*Work task*.
Would you reproduce exactly the lines below from the one holding "Where can the blond" through the one holding "Where can the rough", inclusive, and no others?

*Record extracts*.
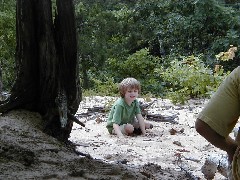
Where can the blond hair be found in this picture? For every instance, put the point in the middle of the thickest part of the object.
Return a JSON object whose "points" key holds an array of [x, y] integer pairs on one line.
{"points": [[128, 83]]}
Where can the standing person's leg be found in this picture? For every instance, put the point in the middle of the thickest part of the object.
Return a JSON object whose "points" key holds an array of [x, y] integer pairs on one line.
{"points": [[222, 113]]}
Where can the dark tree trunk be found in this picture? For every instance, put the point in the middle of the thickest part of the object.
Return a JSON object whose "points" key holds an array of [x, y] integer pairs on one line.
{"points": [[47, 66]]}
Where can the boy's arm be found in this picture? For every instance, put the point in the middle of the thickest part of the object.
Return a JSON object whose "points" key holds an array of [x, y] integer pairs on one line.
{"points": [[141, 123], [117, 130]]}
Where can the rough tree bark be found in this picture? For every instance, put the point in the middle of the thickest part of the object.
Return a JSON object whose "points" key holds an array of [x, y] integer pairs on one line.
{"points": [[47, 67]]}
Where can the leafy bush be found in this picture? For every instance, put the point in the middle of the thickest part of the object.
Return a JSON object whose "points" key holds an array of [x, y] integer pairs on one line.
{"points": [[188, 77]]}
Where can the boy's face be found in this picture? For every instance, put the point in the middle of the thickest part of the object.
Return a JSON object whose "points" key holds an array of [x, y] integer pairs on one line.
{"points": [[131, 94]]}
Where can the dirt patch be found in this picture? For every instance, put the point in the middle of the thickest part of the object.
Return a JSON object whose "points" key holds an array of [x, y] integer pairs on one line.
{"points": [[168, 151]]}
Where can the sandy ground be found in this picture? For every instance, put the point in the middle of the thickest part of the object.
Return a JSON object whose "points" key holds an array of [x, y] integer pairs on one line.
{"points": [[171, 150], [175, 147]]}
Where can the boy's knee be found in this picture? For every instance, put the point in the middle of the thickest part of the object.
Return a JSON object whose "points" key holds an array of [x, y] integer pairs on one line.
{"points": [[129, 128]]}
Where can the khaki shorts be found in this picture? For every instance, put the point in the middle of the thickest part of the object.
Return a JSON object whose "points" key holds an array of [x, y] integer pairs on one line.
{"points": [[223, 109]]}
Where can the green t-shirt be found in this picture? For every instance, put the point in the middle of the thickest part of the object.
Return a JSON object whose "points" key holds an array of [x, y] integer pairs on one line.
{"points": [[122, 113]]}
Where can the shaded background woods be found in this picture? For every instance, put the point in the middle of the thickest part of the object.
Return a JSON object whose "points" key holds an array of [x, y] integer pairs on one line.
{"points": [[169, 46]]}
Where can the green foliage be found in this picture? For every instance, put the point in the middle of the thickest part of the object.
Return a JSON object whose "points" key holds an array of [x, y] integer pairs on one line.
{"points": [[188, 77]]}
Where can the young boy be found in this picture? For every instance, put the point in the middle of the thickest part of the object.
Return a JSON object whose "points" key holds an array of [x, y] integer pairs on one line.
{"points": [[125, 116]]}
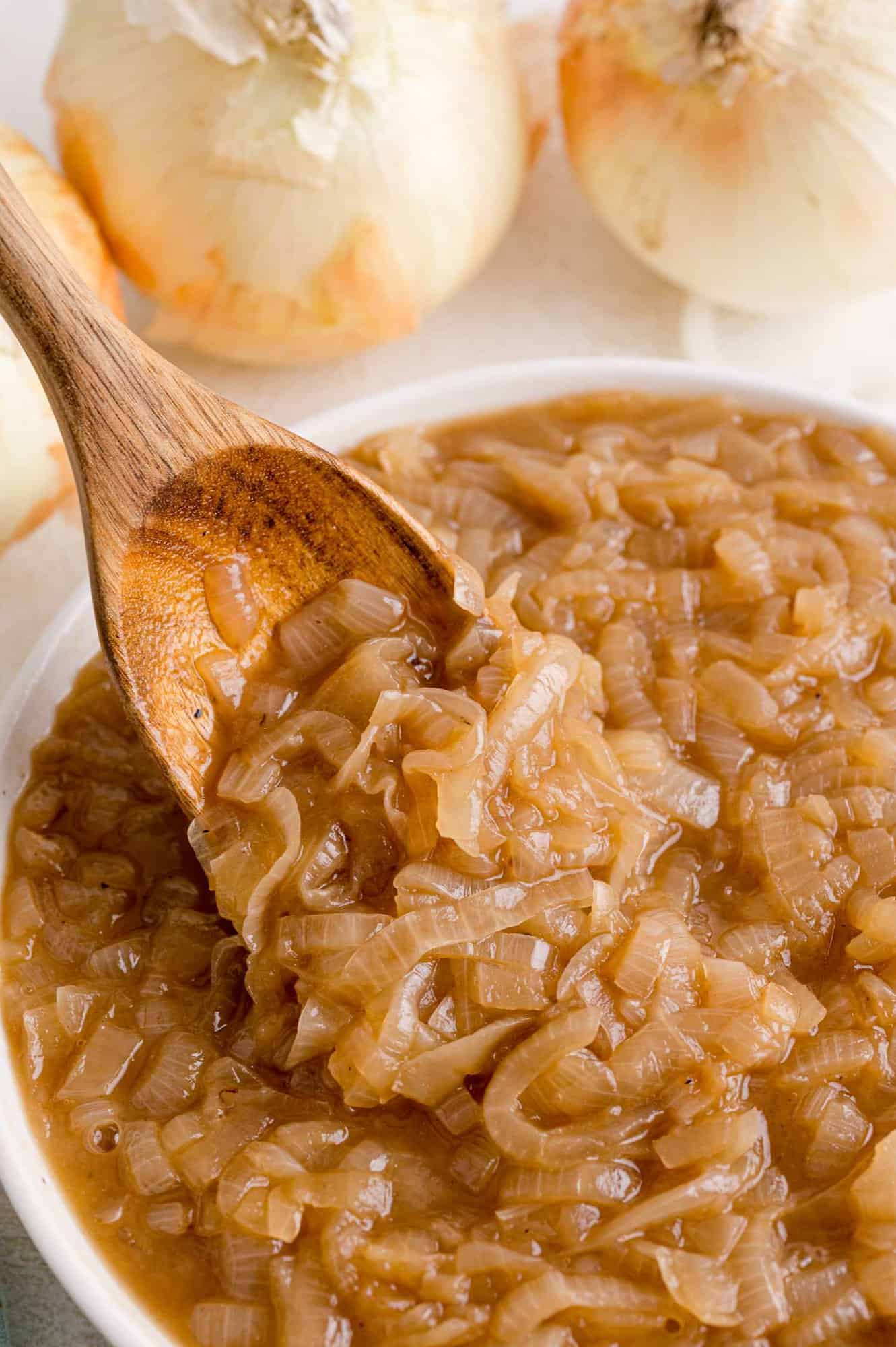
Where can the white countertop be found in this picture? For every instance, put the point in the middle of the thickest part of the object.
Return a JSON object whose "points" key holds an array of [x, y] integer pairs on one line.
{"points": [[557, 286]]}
--
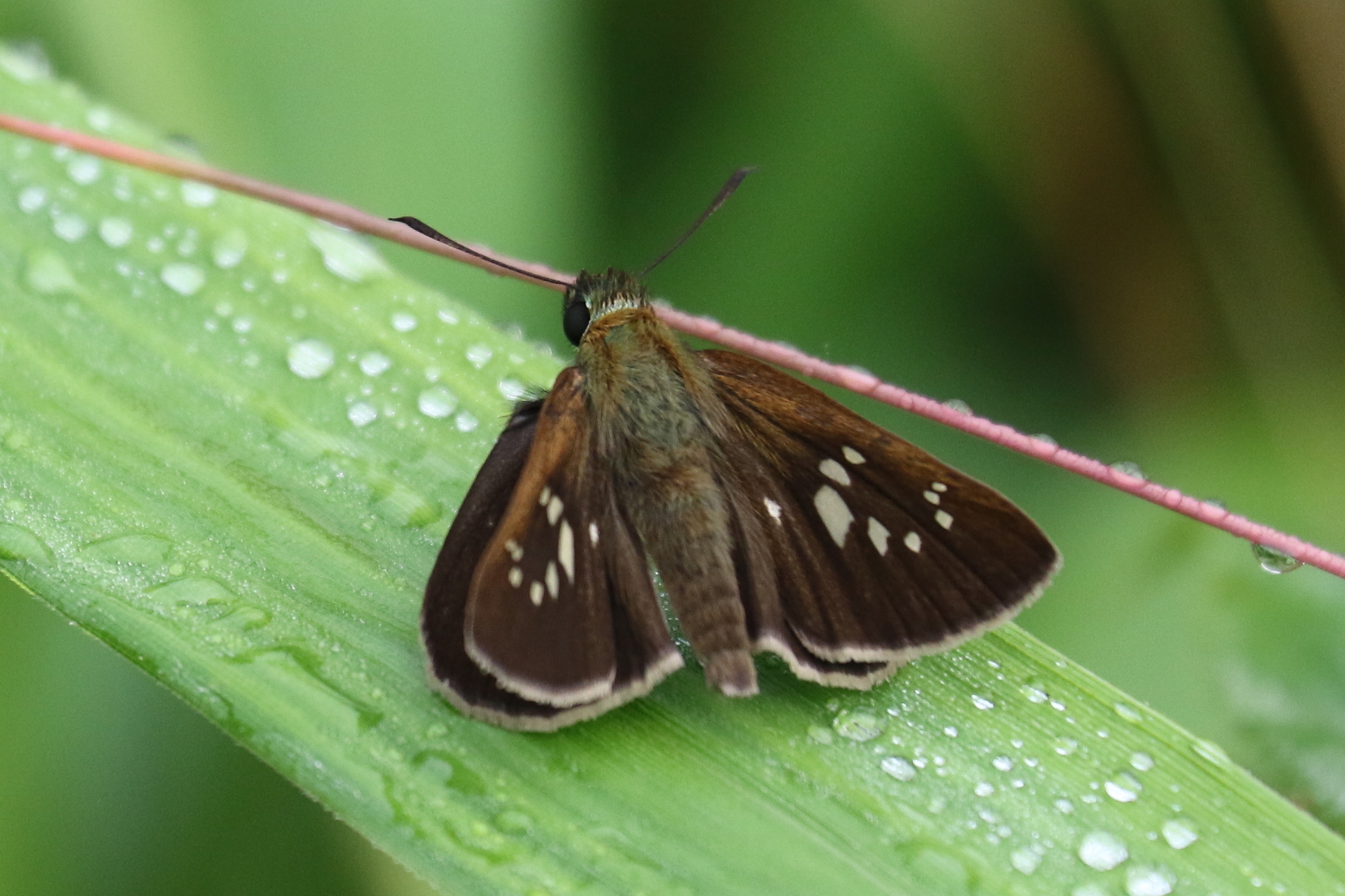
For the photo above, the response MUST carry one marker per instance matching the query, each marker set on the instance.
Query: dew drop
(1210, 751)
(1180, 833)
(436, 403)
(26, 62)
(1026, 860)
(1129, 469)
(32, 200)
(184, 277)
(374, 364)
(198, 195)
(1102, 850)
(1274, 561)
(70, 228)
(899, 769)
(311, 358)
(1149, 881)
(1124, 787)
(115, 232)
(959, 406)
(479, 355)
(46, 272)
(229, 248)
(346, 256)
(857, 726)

*Your solution*.
Where can the blond hair be found in this picture? For every instance, put the point in the middle of the thickest part of the object.
Return a JSON object whose "points" key holds an array of [x, y] integer pairs on one line.
{"points": [[128, 83]]}
Where can the standing person's leg be found in this picture? For every instance, put the point in the middle of the thickest part of the object.
Return a JSON object whose "points" key holds an array of [x, y] integer pairs on one line.
{"points": [[222, 113]]}
Where can the dark tree trunk be found in this picture? For every instance, put the point in the middle of the thickest part of the object.
Return a JSON object whose "points" key holds an array of [x, y] integer pairs on one line.
{"points": [[47, 66]]}
Where can the boy's arm be found in this picture? For every instance, put the point in the middle of the thickest part of the object.
Return a JSON object whose "points" key holds an array of [x, y] integer pairs on one line.
{"points": [[141, 123], [117, 130]]}
Where can the rough tree bark be found in this picture? For every instance, put the point in the middle of the thickest part of the object.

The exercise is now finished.